Task to complete:
Transcribe exactly everything in the data below from the line containing "box: [274, 221, 320, 240]" down to the line containing "box: [146, 3, 314, 93]", both lines included and nothing further.
(Task inputs)
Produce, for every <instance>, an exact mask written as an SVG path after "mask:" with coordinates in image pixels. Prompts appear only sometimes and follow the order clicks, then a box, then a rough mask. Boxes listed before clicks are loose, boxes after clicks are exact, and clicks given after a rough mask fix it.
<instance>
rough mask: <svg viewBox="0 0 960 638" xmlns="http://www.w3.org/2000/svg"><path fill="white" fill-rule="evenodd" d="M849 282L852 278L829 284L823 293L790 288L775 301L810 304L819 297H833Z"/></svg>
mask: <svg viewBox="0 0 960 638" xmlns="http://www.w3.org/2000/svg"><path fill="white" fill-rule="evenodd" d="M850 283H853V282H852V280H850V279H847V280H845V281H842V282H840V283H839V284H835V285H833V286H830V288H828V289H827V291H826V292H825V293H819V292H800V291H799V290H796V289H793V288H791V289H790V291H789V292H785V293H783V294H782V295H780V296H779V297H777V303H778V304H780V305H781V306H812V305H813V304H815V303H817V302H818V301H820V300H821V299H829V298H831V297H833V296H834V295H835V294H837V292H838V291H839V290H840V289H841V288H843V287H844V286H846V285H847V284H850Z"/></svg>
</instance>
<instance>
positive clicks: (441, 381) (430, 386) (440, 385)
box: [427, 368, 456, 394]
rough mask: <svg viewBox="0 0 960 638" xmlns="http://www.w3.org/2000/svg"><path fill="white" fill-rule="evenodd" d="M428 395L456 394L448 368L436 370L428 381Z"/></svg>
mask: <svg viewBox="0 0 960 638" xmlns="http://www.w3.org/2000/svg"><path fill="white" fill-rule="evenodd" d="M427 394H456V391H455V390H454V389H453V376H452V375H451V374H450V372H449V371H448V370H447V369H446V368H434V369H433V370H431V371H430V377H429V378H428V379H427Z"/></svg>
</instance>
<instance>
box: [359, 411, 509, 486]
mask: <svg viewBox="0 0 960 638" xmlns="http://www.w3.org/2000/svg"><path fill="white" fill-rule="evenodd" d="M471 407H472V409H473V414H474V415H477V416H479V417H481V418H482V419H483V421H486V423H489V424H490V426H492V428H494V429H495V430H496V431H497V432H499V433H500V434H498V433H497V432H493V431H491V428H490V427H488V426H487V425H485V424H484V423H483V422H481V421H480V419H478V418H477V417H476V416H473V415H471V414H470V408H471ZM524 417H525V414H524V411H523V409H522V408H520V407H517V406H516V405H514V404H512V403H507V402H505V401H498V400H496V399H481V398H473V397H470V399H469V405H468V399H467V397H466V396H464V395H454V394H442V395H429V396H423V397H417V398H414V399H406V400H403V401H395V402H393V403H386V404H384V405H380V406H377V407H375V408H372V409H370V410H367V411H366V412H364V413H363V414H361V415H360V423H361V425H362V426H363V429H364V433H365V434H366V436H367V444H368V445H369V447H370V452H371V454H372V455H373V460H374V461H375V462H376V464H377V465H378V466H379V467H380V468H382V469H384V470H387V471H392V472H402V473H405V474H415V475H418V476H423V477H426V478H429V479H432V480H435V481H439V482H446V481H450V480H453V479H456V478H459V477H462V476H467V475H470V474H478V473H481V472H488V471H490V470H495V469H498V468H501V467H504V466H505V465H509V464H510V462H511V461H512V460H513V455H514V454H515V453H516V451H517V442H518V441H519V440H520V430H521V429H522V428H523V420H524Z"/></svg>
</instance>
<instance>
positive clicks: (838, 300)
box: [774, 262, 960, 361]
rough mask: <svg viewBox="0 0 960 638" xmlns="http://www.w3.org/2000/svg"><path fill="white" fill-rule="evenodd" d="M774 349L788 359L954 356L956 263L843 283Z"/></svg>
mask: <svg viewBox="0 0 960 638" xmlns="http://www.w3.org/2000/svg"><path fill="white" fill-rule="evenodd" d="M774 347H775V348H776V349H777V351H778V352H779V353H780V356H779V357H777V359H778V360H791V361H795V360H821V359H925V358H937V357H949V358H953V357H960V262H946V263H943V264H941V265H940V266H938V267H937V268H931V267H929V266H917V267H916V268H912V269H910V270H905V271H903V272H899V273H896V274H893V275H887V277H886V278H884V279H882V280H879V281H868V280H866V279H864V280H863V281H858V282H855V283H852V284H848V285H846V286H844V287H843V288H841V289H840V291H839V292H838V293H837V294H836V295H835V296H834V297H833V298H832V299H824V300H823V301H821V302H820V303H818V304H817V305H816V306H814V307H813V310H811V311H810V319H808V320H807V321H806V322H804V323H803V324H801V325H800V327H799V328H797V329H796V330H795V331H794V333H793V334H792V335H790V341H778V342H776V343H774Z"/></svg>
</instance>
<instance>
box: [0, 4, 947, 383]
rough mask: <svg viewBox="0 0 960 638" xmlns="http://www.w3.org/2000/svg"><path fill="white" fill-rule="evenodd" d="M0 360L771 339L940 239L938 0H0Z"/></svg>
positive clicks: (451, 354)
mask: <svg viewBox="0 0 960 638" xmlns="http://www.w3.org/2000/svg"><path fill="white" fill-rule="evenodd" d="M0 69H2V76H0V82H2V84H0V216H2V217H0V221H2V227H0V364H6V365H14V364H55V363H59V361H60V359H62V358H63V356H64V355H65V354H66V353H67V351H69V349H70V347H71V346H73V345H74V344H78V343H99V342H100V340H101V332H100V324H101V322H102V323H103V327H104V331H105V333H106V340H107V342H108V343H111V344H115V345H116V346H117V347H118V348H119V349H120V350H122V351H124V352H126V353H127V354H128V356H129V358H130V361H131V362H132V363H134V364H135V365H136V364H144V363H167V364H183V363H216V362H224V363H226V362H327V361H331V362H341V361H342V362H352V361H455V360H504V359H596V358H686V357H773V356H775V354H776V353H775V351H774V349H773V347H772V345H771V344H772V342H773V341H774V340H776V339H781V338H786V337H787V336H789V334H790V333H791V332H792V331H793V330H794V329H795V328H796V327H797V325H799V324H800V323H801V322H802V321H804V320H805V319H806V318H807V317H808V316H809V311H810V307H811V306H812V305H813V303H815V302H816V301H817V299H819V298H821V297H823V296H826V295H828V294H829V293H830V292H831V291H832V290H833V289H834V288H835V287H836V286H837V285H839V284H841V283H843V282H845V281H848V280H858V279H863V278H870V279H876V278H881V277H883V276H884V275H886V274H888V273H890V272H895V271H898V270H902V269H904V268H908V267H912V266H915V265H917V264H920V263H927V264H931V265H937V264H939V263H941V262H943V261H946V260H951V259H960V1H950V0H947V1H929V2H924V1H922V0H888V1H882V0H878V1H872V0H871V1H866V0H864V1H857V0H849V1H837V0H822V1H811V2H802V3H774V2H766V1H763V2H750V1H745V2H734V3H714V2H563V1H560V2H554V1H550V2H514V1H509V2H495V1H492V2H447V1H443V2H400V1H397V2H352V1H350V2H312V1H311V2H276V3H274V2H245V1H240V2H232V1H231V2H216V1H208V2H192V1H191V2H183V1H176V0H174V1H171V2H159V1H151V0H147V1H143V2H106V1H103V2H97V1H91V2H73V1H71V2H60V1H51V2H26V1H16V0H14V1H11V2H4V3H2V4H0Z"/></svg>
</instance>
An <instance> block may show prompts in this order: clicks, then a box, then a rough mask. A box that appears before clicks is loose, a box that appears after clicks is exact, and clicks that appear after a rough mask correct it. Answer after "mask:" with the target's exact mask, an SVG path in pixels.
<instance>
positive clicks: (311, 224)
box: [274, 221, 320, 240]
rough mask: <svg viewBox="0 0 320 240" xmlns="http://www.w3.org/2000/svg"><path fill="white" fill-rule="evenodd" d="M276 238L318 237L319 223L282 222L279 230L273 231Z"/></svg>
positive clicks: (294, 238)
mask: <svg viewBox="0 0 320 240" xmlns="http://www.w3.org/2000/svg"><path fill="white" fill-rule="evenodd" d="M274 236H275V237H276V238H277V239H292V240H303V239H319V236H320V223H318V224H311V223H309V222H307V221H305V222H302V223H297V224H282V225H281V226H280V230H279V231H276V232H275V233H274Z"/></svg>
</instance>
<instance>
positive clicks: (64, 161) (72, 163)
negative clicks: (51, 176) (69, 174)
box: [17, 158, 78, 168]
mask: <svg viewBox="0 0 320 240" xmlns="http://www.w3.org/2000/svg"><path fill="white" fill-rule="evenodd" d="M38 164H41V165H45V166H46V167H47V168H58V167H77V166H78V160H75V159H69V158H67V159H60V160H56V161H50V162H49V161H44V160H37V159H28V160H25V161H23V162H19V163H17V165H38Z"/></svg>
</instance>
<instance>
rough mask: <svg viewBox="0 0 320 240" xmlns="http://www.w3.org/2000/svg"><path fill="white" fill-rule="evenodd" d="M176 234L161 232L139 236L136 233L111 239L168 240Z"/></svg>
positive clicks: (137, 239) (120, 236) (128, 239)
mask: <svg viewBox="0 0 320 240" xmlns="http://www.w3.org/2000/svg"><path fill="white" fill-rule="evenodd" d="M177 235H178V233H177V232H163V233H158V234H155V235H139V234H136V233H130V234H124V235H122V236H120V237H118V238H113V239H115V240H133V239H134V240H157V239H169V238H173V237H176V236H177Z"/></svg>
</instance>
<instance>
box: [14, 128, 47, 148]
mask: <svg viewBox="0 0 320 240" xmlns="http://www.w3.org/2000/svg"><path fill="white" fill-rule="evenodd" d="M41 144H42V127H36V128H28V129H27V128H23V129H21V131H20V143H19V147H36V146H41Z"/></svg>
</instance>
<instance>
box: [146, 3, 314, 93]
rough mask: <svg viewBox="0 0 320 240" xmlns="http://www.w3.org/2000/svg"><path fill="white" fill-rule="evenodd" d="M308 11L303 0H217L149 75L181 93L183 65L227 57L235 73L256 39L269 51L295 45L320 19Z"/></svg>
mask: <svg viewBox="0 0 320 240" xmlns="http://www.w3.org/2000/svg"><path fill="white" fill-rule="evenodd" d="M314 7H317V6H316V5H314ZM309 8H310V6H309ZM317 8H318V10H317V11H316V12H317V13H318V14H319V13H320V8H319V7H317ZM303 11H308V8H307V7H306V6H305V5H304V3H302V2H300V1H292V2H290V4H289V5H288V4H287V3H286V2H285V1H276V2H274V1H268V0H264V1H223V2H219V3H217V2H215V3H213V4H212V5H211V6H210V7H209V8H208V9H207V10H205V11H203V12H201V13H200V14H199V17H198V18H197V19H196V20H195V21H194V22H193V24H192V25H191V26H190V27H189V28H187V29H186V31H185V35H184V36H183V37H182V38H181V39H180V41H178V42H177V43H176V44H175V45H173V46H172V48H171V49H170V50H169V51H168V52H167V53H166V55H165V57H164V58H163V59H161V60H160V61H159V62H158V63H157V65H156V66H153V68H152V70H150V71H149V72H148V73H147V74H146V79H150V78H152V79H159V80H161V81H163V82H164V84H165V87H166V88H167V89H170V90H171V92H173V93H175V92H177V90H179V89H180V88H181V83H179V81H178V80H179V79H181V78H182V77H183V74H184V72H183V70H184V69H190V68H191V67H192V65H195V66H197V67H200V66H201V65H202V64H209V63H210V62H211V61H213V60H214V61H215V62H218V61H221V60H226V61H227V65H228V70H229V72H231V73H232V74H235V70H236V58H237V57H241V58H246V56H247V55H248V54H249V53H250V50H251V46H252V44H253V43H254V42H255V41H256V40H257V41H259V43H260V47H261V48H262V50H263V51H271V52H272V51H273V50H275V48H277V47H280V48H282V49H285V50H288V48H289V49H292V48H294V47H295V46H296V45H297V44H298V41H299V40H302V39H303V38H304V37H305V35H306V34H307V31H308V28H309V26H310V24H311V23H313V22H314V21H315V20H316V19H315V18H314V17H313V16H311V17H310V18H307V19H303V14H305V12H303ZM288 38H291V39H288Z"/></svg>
(End Task inputs)
Worked solution:
box: [274, 221, 320, 240]
rough mask: <svg viewBox="0 0 320 240" xmlns="http://www.w3.org/2000/svg"><path fill="white" fill-rule="evenodd" d="M276 238L318 237L319 223L282 222L279 230L273 231Z"/></svg>
positive clicks: (294, 238)
mask: <svg viewBox="0 0 320 240" xmlns="http://www.w3.org/2000/svg"><path fill="white" fill-rule="evenodd" d="M274 236H275V237H276V238H277V239H292V240H303V239H319V236H320V223H318V224H311V223H309V222H307V221H305V222H302V223H297V224H282V225H281V226H280V230H279V231H276V232H275V233H274Z"/></svg>
</instance>
<instance>
positive clicks: (64, 161) (72, 163)
negative clicks: (51, 176) (69, 174)
box: [17, 158, 78, 168]
mask: <svg viewBox="0 0 320 240" xmlns="http://www.w3.org/2000/svg"><path fill="white" fill-rule="evenodd" d="M38 164H41V165H45V166H46V167H47V168H58V167H77V166H78V160H75V159H69V158H67V159H60V160H56V161H50V162H49V161H44V160H37V159H28V160H25V161H23V162H19V163H17V165H38Z"/></svg>
</instance>
<instance>
rough mask: <svg viewBox="0 0 320 240" xmlns="http://www.w3.org/2000/svg"><path fill="white" fill-rule="evenodd" d="M176 234L161 232L139 236L136 233L111 239L168 240Z"/></svg>
positive clicks: (137, 239) (120, 236) (128, 239)
mask: <svg viewBox="0 0 320 240" xmlns="http://www.w3.org/2000/svg"><path fill="white" fill-rule="evenodd" d="M177 235H178V233H177V232H163V233H158V234H155V235H139V234H136V233H130V234H124V235H122V236H120V237H118V238H113V239H115V240H133V239H134V240H157V239H169V238H173V237H176V236H177Z"/></svg>
</instance>
<instance>
box: [14, 128, 47, 148]
mask: <svg viewBox="0 0 320 240" xmlns="http://www.w3.org/2000/svg"><path fill="white" fill-rule="evenodd" d="M41 144H42V127H36V128H28V129H27V128H23V129H21V131H20V143H19V147H36V146H41Z"/></svg>
</instance>
<instance>
box: [146, 3, 314, 93]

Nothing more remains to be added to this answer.